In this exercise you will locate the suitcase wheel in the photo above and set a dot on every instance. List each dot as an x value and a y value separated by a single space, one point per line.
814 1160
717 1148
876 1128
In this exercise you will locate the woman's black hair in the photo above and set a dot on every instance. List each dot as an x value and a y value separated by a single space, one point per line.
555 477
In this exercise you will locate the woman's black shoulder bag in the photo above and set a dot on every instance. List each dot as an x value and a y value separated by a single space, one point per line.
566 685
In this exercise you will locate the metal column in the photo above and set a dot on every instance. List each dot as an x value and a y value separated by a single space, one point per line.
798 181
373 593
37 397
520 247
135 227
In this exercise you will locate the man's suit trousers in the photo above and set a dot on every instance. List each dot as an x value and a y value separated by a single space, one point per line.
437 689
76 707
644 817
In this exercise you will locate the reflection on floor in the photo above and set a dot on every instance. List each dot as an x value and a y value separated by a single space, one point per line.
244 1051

:::::

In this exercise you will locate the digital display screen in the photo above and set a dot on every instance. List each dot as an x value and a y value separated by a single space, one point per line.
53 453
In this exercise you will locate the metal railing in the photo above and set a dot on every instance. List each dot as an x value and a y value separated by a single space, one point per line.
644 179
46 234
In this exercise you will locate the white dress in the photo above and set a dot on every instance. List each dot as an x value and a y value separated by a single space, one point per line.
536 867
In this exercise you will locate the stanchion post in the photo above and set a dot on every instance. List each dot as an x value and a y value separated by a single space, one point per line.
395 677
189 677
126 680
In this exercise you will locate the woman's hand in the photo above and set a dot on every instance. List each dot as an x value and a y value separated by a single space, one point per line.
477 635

:::::

**Exercise instructions:** Report every line above that contains the word "black", copying each one in full.

**Result below:**
In this exercise you will locate the woman's black hair in the photo above and set a dot on every instance. List each dot as an x value and a y value separated by a single space, one point per line.
In this exercise you will locate the woman's black shoulder bag in the photo above and set a dot on every instance. List each dot as an x value and a y value separated by a single space, one point per line.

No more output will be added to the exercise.